The input
# # #

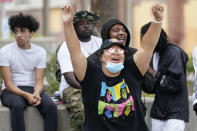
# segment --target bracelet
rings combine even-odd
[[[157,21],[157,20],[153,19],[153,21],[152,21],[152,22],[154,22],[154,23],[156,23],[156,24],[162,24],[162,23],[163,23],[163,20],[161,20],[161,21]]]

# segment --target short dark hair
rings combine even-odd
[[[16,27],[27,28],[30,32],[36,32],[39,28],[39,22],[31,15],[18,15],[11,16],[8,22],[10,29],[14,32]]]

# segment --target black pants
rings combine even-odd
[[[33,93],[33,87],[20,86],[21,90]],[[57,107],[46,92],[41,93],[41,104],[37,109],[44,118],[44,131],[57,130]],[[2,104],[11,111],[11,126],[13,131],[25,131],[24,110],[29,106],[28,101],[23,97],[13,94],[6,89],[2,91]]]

# # #

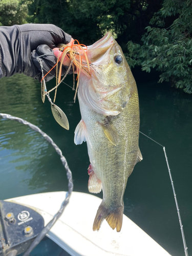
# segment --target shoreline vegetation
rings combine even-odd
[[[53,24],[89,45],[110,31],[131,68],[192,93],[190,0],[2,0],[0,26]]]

# # #

Task statement
Count the lines in the rows above that contain the string "segment", matching case exactly, and give only the number.

Problem solution
4